STATED PROBLEM: Return all of the material below word for word, leaving out the pictures.

Stored records:
□ □ □ □ □ □ □
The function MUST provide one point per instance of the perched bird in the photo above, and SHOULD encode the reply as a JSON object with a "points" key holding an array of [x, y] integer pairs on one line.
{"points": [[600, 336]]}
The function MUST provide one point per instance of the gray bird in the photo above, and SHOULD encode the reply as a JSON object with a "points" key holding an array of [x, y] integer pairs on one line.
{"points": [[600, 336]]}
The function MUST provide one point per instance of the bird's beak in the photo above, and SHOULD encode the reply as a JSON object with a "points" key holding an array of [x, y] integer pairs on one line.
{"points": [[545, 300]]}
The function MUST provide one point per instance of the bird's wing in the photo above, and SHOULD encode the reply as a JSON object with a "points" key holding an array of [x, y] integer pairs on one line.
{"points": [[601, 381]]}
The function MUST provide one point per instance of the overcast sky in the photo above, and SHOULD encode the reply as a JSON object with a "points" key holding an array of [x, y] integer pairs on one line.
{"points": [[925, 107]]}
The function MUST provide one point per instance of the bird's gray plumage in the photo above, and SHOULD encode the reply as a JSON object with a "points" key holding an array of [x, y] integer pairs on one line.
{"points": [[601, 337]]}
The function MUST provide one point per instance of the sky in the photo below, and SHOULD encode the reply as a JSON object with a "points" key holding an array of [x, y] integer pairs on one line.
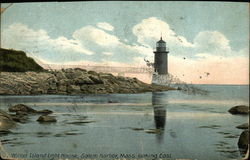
{"points": [[203, 37]]}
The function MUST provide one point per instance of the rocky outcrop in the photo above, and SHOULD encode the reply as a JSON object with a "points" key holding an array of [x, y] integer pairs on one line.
{"points": [[22, 110], [243, 126], [70, 81], [6, 122], [244, 140], [46, 119], [242, 109]]}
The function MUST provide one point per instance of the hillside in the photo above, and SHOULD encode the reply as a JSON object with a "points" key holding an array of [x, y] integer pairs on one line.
{"points": [[17, 61], [71, 81]]}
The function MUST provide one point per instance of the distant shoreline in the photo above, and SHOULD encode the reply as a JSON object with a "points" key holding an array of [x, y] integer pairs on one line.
{"points": [[71, 82]]}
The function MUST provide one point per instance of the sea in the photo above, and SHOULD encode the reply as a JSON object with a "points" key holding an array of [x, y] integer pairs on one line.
{"points": [[166, 125]]}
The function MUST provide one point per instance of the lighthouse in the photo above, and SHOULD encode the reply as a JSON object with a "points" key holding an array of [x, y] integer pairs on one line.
{"points": [[160, 63]]}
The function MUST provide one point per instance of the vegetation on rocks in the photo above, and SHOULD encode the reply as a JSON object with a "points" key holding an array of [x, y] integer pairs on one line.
{"points": [[70, 81], [17, 61]]}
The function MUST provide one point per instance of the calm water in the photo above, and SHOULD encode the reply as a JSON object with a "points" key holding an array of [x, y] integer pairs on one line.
{"points": [[171, 124]]}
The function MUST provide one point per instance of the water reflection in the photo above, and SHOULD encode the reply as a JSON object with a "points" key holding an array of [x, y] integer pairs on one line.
{"points": [[159, 104]]}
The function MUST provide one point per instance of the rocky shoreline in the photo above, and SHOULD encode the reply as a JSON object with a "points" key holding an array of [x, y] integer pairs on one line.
{"points": [[71, 82]]}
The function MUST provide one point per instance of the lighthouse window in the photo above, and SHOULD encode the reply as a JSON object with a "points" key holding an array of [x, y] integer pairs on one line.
{"points": [[160, 45]]}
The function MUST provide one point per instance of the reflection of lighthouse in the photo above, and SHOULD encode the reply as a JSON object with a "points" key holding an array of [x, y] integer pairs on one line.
{"points": [[160, 63], [159, 114]]}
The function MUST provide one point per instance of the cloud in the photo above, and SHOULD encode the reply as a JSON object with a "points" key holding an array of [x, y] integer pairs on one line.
{"points": [[210, 51], [149, 30], [106, 26], [108, 53], [212, 42], [40, 44]]}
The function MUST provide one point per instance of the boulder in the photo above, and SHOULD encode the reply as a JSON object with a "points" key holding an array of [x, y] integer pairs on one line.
{"points": [[46, 119], [243, 126], [73, 89], [6, 121], [96, 79], [244, 140], [22, 108], [45, 111], [19, 118], [83, 80], [242, 109]]}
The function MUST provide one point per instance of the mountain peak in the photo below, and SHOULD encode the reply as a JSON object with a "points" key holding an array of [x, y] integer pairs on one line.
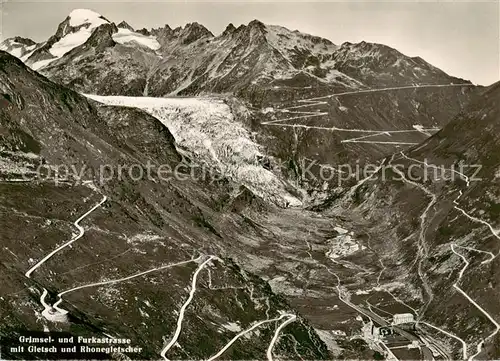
{"points": [[80, 17], [256, 23], [125, 25], [229, 29]]}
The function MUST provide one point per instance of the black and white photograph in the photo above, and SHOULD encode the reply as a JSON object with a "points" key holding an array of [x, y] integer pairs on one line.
{"points": [[250, 180]]}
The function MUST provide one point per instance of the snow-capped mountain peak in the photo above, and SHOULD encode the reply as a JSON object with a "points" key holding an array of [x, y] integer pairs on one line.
{"points": [[80, 17]]}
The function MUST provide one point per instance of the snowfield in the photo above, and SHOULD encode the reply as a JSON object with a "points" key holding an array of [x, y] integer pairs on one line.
{"points": [[206, 128], [87, 20]]}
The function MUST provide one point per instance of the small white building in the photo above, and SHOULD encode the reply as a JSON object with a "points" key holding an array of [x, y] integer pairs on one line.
{"points": [[400, 318]]}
□ □ □ □ □ □ □
SOLVED PROBLEM:
The function MUST provide one point per instance of the perched bird in the photo above, and SHOULD encode the reply as a JSON object with a "points" key holding an array of [x, y] integer pairs on one line.
{"points": [[600, 336]]}
The function MUST provide one point per instance of the gray bird in the photo above, and SHOULD encode the reply as a JSON object with a "points" key holding an array of [x, y] integer pairs on one line.
{"points": [[600, 336]]}
The function MUST provide one point per instance of the bird's beak in the photo above, and SHOULD encode the reply as a JSON object with a "points" key holding an array of [x, y] integer pairs on one line.
{"points": [[545, 300]]}
The function MUST provide one point per instance of the bird's wing in the photo above, and SHOULD encode the reply as a JSON object with a "points" key holding an array of [x, y] integer pairs on one line.
{"points": [[601, 381]]}
The function MUST provide one point per instance of the overcast sky in the photo above, and SHOULD encode the reply as a JSON object with a "points" key holding an array of [x, y] integer pairs on one line.
{"points": [[925, 107]]}
The function MUST provide one point per instance of the bird's gray plumage in the photo above, and SHOULD encode the reply as a JSON object with a "points" key holding an array of [x, y] integer pairs on one line.
{"points": [[601, 337]]}
The function MUST provide one point per instance of the sky in the photo below, and SHOULD encode the reply as a JSON object with a "points" key holding an array of [x, y] integer pairs on one line.
{"points": [[203, 37]]}
The function MUST provide one point per instance of the rocky outcrop in the photo above, and SHOULD encode the reply as a JSON object with a "points" key holding an array of [x, y] integer pairs on one line.
{"points": [[22, 110], [243, 126], [70, 81], [6, 122], [244, 140], [46, 119], [242, 109]]}
The function MUST provide one point per instance of the hillside in the photo above, and SHOULD encode the reply as a JSON object with a "points" key holding an array of [x, y] integer pairs on one line.
{"points": [[17, 61], [71, 81]]}
The function MUST provide one point per instance of the distant shoreline in the photo above, and SHOULD encode the reply as a JSON object with a "points" key holding an array of [x, y] integer pairs on one line.
{"points": [[71, 82]]}
The function MUST provide one point per instance of the sea in the photo above, and SHOULD encode the reply as a JSON object with a "points" key holding an array of [x, y] integer pairs on one line.
{"points": [[166, 125]]}
The function MUST provide one point per instance of the lighthouse in the photo above, and SHOULD encode the reply as a JSON object with a "points" key holding an array of [x, y] integer pairs on one line.
{"points": [[160, 63]]}
The function MUST provide one point per instance of the vegetation on rocks in the photo above, and SHOULD encode the reply as a JSON object with a "points" key holding an array of [x, y] integer pairs on one line.
{"points": [[70, 81], [17, 61]]}
The function MUST provide one point per instance of the calm water in the photo above, and SHOULD encode the reply as a JSON object with a "points" key holding an array of [x, y] integer pairs on one line.
{"points": [[171, 124]]}
The function MUST provide one point per instance of the water reflection in the photo above, and SHOULD encode the reply as a JSON object with a "points" key holding an array of [x, y] integer pairs on one line.
{"points": [[159, 104]]}
The function MUST provide one point per instance of the rocky shoreline in the photo above, and SHOULD encode the reply as a JSON object with a "points" key holding an array of [x, y] integer pairs on one line.
{"points": [[71, 82]]}
The function MUST provide one point per instance of the lighthouse window in the photo above, and SHOULD encode the reply as a JSON object with a "points" key holding an array of [x, y] integer pairs on one line.
{"points": [[160, 45]]}
The function MUST provide one point per instance of the reflection of lighthouse in the photo above, and SHOULD encode the reply as a JSON object with a "points" key holding an array of [x, y] integer pairs on one line.
{"points": [[160, 63], [159, 114]]}
The function MUST provide one point per instance of the cloud in the photo above, and SHOULD encode the reply as a JSON object with a "points" key holding an array of [x, y] integer pairs on one line.
{"points": [[210, 51], [149, 30], [106, 26], [108, 53], [212, 42], [40, 44]]}
The function MUST provide one point per instance of the boulder in the photo above, and SHOULD encode the reply as a JSON object with a "points" key holding an array of [x, y] integer pairs on one line.
{"points": [[46, 119], [243, 126], [73, 89], [6, 121], [96, 79], [244, 140], [22, 108], [45, 111], [19, 118], [83, 80], [242, 109]]}
The function MUST provide one point per instance of the mountain peak in the photo below, and SHOULD encode the reply as a JSON object with a "points" key holding an array of [x, y] integer pairs on one line.
{"points": [[80, 17], [256, 23], [125, 25], [229, 29]]}
The function MUST provide one point per instance of the black and white photograph in the photo above, and SHOULD encode the reply as a JSON object with a "points" key holding an array of [x, y] integer pairs on one line.
{"points": [[250, 180]]}
The function MUST provide one point per instance of the snow-capped mountain peak in the photo above, and SHOULD encode the reply as a JSON object with a "points" key holding an array of [x, y] integer pairs on one line.
{"points": [[80, 17]]}
The function MUST provide one point per instance of the snowfield in the photo above, and SHOULD encode the reply as a JSON object with a "points" key holding an array of [x, y] integer pairs on one line.
{"points": [[206, 128], [87, 20]]}
The function MUST provide one point per instance of the small white building in the photo above, and SHOULD encode the reply as a JSON object with a "points" key holding an array of [x, y] integer pairs on one line.
{"points": [[400, 318]]}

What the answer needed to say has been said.